What the exercise asks: Return the records that follow unaltered. Omit every picture.

*** Material provided ***

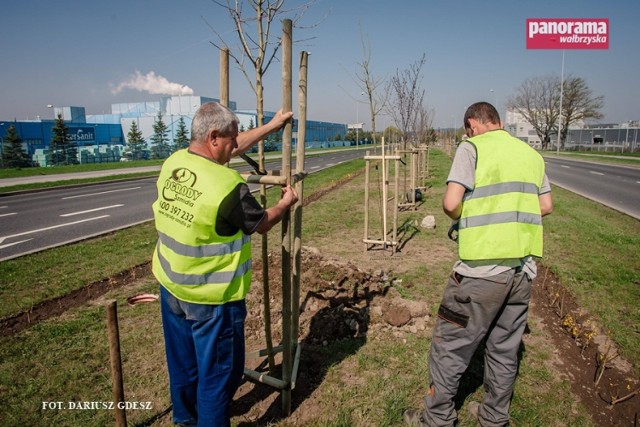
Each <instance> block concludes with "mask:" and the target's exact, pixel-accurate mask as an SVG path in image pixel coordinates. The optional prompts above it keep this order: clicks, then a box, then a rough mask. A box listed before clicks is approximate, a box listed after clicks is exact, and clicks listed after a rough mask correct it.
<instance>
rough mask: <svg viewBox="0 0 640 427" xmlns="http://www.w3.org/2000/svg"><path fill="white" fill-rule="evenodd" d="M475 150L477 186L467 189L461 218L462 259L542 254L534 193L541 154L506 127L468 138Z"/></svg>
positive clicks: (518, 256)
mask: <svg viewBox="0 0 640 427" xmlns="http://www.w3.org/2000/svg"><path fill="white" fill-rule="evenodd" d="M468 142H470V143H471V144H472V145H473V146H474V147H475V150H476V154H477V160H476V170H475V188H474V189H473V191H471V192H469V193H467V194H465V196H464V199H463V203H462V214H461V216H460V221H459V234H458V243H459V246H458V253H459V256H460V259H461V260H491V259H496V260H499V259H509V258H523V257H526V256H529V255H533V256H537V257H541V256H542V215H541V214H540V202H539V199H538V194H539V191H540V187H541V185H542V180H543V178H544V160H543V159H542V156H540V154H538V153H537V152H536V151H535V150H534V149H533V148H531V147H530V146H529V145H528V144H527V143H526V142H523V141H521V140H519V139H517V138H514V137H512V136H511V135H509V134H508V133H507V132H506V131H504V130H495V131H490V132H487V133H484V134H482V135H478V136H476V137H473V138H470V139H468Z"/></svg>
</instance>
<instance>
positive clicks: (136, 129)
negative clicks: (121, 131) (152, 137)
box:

***

Solution to this task:
Each <instance> block concludes with "mask:" and the target's exact, pixel-accurate mask as an SVG path in image pixel coordinates. The optional prompts above it keep this order: clicks, then a box, then a rough mask. A box listed before clicks is approximate, a box listed after clicks is exact, and clicks listed after a rough mask correct it.
<instance>
rough mask: <svg viewBox="0 0 640 427" xmlns="http://www.w3.org/2000/svg"><path fill="white" fill-rule="evenodd" d="M475 150L477 186L467 189L461 218L462 259L542 254L534 193L541 154L506 127L468 138Z"/></svg>
positive clicks: (518, 256)
mask: <svg viewBox="0 0 640 427" xmlns="http://www.w3.org/2000/svg"><path fill="white" fill-rule="evenodd" d="M468 142H470V143H471V144H472V145H473V146H474V147H475V150H476V154H477V160H476V170H475V188H474V189H473V191H471V192H469V193H467V194H465V196H464V199H463V203H462V214H461V216H460V221H459V234H458V243H459V246H458V253H459V256H460V259H461V260H491V259H496V260H499V259H509V258H523V257H526V256H529V255H533V256H537V257H541V256H542V215H541V214H540V202H539V199H538V194H539V191H540V187H541V185H542V180H543V178H544V160H543V159H542V156H540V154H538V153H537V152H536V151H535V150H534V149H533V148H531V147H530V146H529V145H528V144H527V143H526V142H523V141H521V140H519V139H517V138H514V137H512V136H511V135H509V134H508V133H507V132H506V131H504V130H495V131H490V132H487V133H484V134H482V135H478V136H476V137H473V138H470V139H468Z"/></svg>
</instance>
<instance>
positive clicks: (136, 129)
negative clicks: (121, 131) (152, 137)
box:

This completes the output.